● **Given problem**: Can you express this listing as a two-column CSV with the columns request and answer, one row per request, putting its text and its answer each in one quoted field with line breaks turned into spaces? Include every entry in the listing.

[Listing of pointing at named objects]
%%
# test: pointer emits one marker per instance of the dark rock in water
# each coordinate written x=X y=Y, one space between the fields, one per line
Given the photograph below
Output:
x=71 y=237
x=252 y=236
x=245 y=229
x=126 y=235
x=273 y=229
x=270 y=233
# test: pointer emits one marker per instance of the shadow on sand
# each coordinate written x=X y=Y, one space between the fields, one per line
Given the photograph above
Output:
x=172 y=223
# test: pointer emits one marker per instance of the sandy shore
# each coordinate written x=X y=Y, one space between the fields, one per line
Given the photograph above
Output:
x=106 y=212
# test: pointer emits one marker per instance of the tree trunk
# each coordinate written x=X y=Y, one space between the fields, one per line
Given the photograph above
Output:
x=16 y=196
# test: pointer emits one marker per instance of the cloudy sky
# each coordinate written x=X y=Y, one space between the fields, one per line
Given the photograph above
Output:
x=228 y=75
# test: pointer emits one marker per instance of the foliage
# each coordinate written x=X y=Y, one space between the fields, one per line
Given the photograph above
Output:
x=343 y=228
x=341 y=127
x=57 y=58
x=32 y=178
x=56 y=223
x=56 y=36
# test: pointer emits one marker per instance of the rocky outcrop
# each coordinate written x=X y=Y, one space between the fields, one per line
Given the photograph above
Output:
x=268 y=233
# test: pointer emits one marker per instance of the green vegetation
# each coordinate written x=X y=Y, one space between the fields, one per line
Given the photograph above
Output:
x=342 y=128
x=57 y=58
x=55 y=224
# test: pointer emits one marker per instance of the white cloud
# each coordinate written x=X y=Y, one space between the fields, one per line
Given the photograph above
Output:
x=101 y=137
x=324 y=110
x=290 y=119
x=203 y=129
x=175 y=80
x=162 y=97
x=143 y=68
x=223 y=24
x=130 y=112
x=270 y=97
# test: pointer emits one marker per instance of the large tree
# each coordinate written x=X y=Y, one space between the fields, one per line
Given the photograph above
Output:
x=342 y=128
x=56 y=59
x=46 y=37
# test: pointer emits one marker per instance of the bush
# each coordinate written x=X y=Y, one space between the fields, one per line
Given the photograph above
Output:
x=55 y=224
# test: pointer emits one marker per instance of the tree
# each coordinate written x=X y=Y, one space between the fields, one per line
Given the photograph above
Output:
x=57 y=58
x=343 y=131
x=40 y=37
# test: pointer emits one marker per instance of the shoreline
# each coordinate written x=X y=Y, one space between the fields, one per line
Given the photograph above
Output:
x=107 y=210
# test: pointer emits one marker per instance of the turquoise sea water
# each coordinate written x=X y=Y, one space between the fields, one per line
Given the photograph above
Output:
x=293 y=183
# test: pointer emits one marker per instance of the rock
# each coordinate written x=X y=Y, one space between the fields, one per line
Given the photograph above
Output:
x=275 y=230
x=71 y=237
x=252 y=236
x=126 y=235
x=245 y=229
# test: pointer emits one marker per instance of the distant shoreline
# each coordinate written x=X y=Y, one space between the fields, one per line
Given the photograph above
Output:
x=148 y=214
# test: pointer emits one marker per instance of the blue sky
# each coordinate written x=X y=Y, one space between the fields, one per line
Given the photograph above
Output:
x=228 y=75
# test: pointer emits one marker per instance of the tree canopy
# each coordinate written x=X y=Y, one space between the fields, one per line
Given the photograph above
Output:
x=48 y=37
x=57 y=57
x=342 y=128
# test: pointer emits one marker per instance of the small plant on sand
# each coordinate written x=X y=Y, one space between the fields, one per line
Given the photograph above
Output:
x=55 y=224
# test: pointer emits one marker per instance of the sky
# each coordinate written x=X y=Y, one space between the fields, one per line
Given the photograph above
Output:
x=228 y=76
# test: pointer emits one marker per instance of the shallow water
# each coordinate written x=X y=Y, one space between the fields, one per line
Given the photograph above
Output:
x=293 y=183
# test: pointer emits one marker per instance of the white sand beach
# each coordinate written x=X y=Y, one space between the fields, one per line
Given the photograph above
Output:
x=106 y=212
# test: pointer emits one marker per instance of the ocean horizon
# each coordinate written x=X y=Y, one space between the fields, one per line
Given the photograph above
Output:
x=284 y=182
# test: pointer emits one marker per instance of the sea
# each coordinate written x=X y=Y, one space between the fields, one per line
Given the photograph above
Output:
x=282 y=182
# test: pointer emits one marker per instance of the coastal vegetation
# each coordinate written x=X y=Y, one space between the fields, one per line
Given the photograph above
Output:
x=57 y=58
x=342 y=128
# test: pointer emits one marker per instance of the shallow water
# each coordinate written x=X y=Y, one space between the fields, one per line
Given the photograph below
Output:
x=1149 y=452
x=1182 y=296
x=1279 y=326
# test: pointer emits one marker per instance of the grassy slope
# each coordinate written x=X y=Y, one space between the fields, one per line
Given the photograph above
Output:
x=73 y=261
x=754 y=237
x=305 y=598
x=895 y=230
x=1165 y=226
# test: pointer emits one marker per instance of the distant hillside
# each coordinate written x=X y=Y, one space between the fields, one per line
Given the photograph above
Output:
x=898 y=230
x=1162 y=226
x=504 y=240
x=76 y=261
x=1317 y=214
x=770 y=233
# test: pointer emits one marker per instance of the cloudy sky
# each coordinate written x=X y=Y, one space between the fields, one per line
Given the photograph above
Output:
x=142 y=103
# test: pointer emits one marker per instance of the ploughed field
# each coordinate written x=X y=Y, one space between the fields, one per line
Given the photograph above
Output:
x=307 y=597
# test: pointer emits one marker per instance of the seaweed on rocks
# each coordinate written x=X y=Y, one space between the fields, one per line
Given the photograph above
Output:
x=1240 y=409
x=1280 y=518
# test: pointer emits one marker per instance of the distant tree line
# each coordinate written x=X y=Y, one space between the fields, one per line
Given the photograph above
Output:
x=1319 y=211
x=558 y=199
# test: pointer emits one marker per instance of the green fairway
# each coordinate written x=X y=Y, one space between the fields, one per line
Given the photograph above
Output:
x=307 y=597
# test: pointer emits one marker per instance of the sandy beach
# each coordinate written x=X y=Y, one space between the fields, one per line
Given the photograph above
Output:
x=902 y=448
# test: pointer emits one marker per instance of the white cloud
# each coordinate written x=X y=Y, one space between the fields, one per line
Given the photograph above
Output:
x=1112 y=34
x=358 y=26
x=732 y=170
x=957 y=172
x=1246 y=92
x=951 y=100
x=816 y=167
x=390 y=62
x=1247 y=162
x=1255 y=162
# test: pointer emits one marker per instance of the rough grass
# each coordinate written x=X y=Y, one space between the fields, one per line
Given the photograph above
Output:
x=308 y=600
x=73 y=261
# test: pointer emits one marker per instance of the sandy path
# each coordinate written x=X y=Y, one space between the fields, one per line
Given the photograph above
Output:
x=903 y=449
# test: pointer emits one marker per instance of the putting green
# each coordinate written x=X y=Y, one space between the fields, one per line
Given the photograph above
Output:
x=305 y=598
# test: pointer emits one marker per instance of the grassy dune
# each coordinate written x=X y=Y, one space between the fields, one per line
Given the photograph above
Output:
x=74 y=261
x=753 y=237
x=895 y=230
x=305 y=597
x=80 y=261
%%
● **Output below**:
request,answer
"# test: pointer emits one marker per instance of the dark rock in water # each coordinate written x=X y=Y, one space between the fields, one per line Given the photograph below Output:","x=71 y=237 x=252 y=236 x=245 y=229 x=126 y=235 x=273 y=229 x=270 y=233"
"# test: pointer emits one marker per instance of the shadow on sand # each coordinate written x=X y=Y, one space between the fields, one per line Given the photograph above Output:","x=172 y=223"
"# test: pointer emits one marker per instance of the sandy shore # each coordinate written x=X y=Y, one space between the fields, one per line Given the photograph above Output:","x=106 y=212"
"# test: pointer emits one marker per instance of the tree trunk # each coordinate written x=X y=Y, one space between the fields, one per line Given the photograph above Output:","x=16 y=196"
"# test: pointer emits one marker per instance of the cloudy sky # each coordinate written x=X y=Y, one space between the fields, one per line Given the photograph above Output:","x=228 y=75"
"# test: pointer emits one marker per instance of the foliage # each coordinate written x=X y=Y, one space between the fields, one per line Given the photograph above Output:","x=343 y=228 x=341 y=127 x=57 y=58 x=32 y=178 x=56 y=223 x=56 y=36"
"# test: pointer emits one marker per instance of the rocky outcrop # each coordinate written x=X y=Y, one space between the fields, one per line Given the photograph above Output:","x=268 y=233"
"# test: pointer emits one marker per instance of the green vegetation # each coordinate written x=X y=Y, one space between the fields, one per line Given the photograph above Output:","x=342 y=128 x=57 y=58 x=55 y=224"
"# test: pointer emits one marker per instance of the white cloud # each coordinate written x=X y=Y, one space between the fields, one per line Given the photograph above Output:","x=101 y=137 x=324 y=110 x=290 y=119 x=203 y=129 x=175 y=80 x=162 y=97 x=143 y=68 x=223 y=24 x=130 y=112 x=270 y=97"
"# test: pointer emits one marker per instance of the large tree # each coordinate written x=X y=Y, one space between the fields, one per line Given the photograph above Output:","x=342 y=128 x=56 y=59 x=46 y=37"
"# test: pointer emits one marker per instance of the bush # each coordinate written x=X y=Y, one space between the fields, one per line Given the photograph above Output:","x=55 y=224"
"# test: pointer emits one marker per instance of the tree # each coordinate written x=X y=Y, one space between the fields, one per line Given the photograph above Output:","x=57 y=58 x=343 y=131 x=40 y=37"
"# test: pointer emits one marker per instance of the shoreline # each coordinate written x=X y=Y, one space between the fields, one per line Given the photograph above Output:","x=107 y=210"
"# test: pointer emits one marker per instance of the turquoise sea water # each coordinate written x=X y=Y, one space between the fields, one per line Given the photograph above Output:","x=293 y=183"
"# test: pointer emits one marker per instance of the rock # each coordinate written x=X y=Y, one space between the fields, one per line Given the photograph above Output:","x=275 y=230 x=71 y=237 x=252 y=236 x=126 y=235 x=245 y=229"
"# test: pointer emits one marker per instance of the distant shoreline # each coordinate written x=X y=Y, one space between the fields, one per line Given the photograph above Output:","x=148 y=214"
"# test: pointer emits one marker per instance of the blue sky # each coordinate written x=X y=Y, one space between the fields, one per line Given the photograph above Output:","x=228 y=75"
"# test: pointer emits one marker per instance of the tree canopy # each coordinate written x=X y=Y, one space between the fields, one per line Given the photograph above Output:","x=48 y=37 x=57 y=57 x=342 y=128"
"# test: pointer emits one marker per instance of the small plant on sand # each coordinate written x=X y=Y, one space between the fields, one per line Given the photograph above Output:","x=55 y=224"
"# test: pointer emits one marker per instance of the sky # each coordinate written x=X y=Y, one space between the fields, one per line Given the photograph above Output:","x=228 y=76"
"# test: pointer emits one marker per instance of the shallow water # each coordinate written x=X y=Y, one space between the fields, one per line Given the photograph above Output:","x=293 y=183"
"# test: pointer emits one marker per instance of the white sand beach # each coordinate written x=X y=Y, one space between the fields, one per line Given the photograph above Output:","x=106 y=212"
"# test: pointer emits one marker per instance of the ocean horizon # each coordinate written x=X y=Y, one space between the fields, one per line Given the photograph above Output:","x=284 y=182"
"# test: pointer emits one marker per instance of the sea # each coordinate written x=X y=Y, one space between the fields, one per line Given the photograph above Output:","x=282 y=182"
"# test: pointer emits one marker per instance of the coastal vegetation # each coordinate written x=X y=Y, one space between the fields, one per line Given the photograph above Output:","x=57 y=58 x=342 y=128"
"# test: pointer emits one marker per instance of the shallow water # each coordinate written x=X y=Y, one space between the fields, one per line Given the photograph below Output:","x=1149 y=452 x=1182 y=296 x=1279 y=326"
"# test: pointer emits one marker per instance of the grassy slope # each coordinate written x=X y=Y, one space between the fields, one per line Given the photograph above Output:","x=73 y=261 x=754 y=237 x=305 y=598 x=895 y=230 x=1165 y=226"
"# test: pointer emits one marker per instance of the distant hillside # each coordinate written x=X y=Y, one space between the fields, one per line Given the photograph above Output:","x=898 y=230 x=1162 y=226 x=504 y=240 x=76 y=261 x=1317 y=214 x=770 y=233"
"# test: pointer emits one marker per instance of the cloudy sky # each coordinate written x=X y=Y, one space between the fields, one per line Given the photograph above Output:","x=142 y=103"
"# test: pointer emits one marker per instance of the ploughed field # each coordinate written x=X y=Y, one space between the fields, one per line Given the photograph above Output:","x=307 y=597"
"# test: pointer emits one marker per instance of the seaweed on rocks # each coordinate written x=X y=Y, one space between the fields, one per line Given the photograph above Output:","x=1240 y=409 x=1280 y=518"
"# test: pointer emits one marker per instance of the distant tree line # each coordinate written x=X y=Y, one space between the fields, one per line Given the photograph above Output:","x=1319 y=211 x=558 y=199"
"# test: pointer emits one marker per instance of the green fairway # each coordinate written x=X y=Y, one space between the fields, one per line Given the photograph above Output:","x=307 y=597"
"# test: pointer emits one marker per instance of the sandy beach # each coordinate written x=X y=Y, one space between the fields, one per line Given the photograph above Output:","x=902 y=448"
"# test: pointer emits one marker per instance of the white cloud # each coordinate written x=X y=Y, one space between the fields, one per line Given the photograph above Output:","x=1112 y=34 x=358 y=26 x=732 y=170 x=957 y=172 x=1246 y=92 x=951 y=100 x=816 y=167 x=390 y=62 x=1247 y=162 x=1255 y=162"
"# test: pointer emits one marker per instance of the rough grass # each coordinate written x=X y=Y, one space between the fields, one per line Given the photograph above Output:","x=308 y=600 x=73 y=261"
"# test: pointer emits one marker per instance of the sandy path # each coordinate written x=X y=Y, one space between the fields, one per line Given the photograph above Output:","x=903 y=449"
"# test: pointer emits one marker per instance of the putting green # each coordinate written x=X y=Y, one space between the fields, one per line Given the photograph above Output:","x=305 y=598"
"# test: pointer emits one marker per instance of the grassy dune # each coordinate written x=X y=Y, one space between the fields, one per line Given the photograph above Output:","x=74 y=261 x=753 y=237 x=895 y=230 x=305 y=597 x=80 y=261"